___ Source extract

The small town of Pai (pronounced bye) Thailand is located in the northern province of Mae Hong Son, just a few short hours north of Chiang Mai. After spending a short couple of days checking out Chiang Mai, we decided to take the afternoon/evening bus into Pai. Finding the bus stop in Chiang Mai and navigating which bus to take was quite the challenge. There are so many different counters, since Chiang Mai is one of the major hubs for transportation in Thailand. Buses leave from the city center to just about any other destination in Thailand. We opted for the small “van” that fit about 12 people in 4 rows. What we didn’t know, however was that we were in for one hell of a ride.

______
___ Data section

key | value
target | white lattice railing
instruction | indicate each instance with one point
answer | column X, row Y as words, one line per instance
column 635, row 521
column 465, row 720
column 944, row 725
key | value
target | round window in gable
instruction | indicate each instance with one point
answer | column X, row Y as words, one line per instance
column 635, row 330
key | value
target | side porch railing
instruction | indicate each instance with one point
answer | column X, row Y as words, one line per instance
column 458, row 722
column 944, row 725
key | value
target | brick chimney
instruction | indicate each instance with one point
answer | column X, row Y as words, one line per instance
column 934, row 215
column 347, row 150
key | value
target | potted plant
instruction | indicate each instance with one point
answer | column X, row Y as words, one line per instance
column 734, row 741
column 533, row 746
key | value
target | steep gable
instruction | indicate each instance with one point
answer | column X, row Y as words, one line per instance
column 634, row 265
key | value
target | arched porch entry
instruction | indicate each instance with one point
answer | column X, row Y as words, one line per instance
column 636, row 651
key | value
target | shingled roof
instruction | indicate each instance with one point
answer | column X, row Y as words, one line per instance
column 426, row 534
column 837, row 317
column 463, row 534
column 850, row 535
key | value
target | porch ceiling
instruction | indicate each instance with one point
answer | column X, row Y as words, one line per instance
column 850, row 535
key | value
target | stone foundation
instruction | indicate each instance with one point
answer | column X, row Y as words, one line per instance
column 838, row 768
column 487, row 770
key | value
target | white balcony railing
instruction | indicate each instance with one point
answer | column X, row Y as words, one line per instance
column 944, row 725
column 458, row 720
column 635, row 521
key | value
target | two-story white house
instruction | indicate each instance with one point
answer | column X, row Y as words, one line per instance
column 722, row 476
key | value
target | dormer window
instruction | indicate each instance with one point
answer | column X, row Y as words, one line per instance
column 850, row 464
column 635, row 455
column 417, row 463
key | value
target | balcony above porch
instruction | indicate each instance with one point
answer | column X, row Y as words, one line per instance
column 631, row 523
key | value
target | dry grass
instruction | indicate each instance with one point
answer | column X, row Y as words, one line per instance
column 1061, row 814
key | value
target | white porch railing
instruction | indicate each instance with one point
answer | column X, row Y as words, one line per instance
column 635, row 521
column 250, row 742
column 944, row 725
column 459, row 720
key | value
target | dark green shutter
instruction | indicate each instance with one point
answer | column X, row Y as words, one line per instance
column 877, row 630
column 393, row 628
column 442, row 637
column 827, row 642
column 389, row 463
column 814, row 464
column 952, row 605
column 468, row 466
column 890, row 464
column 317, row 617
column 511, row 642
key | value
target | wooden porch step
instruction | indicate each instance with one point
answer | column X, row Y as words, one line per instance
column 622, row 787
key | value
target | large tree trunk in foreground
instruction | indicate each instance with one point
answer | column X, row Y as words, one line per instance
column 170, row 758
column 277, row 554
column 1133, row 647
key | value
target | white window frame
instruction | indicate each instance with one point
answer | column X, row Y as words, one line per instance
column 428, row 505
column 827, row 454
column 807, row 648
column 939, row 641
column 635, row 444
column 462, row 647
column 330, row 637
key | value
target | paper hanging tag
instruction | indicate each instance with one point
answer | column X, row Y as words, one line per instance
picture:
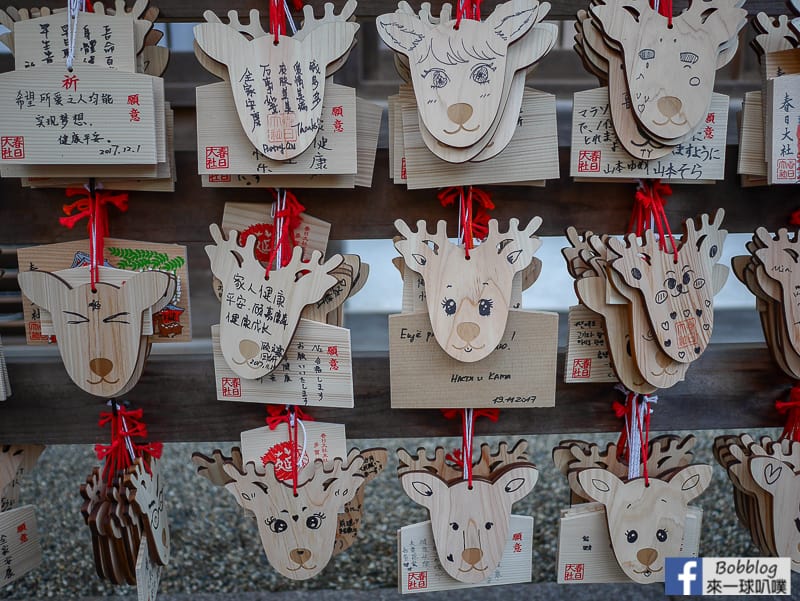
column 419, row 570
column 588, row 359
column 101, row 40
column 315, row 371
column 320, row 440
column 584, row 549
column 225, row 149
column 92, row 115
column 148, row 574
column 171, row 324
column 519, row 373
column 596, row 153
column 20, row 549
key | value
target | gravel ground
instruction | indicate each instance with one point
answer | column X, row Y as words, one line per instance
column 216, row 549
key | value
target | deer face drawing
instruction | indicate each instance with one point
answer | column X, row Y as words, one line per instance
column 783, row 485
column 678, row 294
column 259, row 315
column 670, row 70
column 458, row 74
column 297, row 533
column 278, row 89
column 468, row 299
column 470, row 526
column 99, row 333
column 645, row 523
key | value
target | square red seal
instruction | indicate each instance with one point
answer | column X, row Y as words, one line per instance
column 217, row 157
column 12, row 148
column 588, row 161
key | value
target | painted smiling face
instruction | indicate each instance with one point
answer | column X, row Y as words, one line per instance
column 468, row 299
column 670, row 69
column 646, row 523
column 99, row 332
column 458, row 74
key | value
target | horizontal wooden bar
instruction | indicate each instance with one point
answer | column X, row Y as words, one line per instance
column 191, row 10
column 31, row 216
column 731, row 386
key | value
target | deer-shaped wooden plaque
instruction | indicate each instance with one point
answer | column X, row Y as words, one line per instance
column 259, row 314
column 278, row 88
column 468, row 299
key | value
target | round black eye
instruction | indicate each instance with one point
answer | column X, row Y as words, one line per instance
column 277, row 525
column 314, row 522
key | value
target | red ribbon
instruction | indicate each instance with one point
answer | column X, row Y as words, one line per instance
column 277, row 415
column 289, row 220
column 94, row 207
column 474, row 220
column 122, row 452
column 791, row 431
column 459, row 456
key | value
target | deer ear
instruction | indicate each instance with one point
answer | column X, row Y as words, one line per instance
column 517, row 482
column 145, row 289
column 401, row 32
column 220, row 42
column 512, row 20
column 769, row 473
column 423, row 488
column 691, row 480
column 43, row 288
column 599, row 484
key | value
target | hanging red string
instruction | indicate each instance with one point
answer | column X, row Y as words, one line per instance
column 791, row 431
column 123, row 451
column 93, row 206
column 291, row 416
column 468, row 9
column 474, row 207
column 462, row 458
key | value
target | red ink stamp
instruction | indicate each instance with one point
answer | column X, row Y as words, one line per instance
column 217, row 157
column 589, row 161
column 12, row 147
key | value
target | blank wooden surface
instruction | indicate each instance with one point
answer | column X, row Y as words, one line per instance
column 732, row 386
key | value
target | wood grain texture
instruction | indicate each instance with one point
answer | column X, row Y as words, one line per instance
column 735, row 384
column 188, row 10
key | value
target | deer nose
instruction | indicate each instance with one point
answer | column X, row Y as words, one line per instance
column 459, row 113
column 669, row 106
column 468, row 330
column 300, row 555
column 248, row 349
column 101, row 366
column 472, row 555
column 647, row 556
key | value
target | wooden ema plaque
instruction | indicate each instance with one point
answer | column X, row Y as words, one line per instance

______

#### Instruction:
Write out the Pai travel passage word for word, everything from "The small town" down to "hell of a ride.". The records are separate material and have nothing to do with the Pai travel passage.

#### Answer to this task:
The small town of Pai (pronounced bye) Thailand is located in the northern province of Mae Hong Son, just a few short hours north of Chiang Mai. After spending a short couple of days checking out Chiang Mai, we decided to take the afternoon/evening bus into Pai. Finding the bus stop in Chiang Mai and navigating which bus to take was quite the challenge. There are so many different counters, since Chiang Mai is one of the major hubs for transportation in Thailand. Buses leave from the city center to just about any other destination in Thailand. We opted for the small “van” that fit about 12 people in 4 rows. What we didn’t know, however was that we were in for one hell of a ride.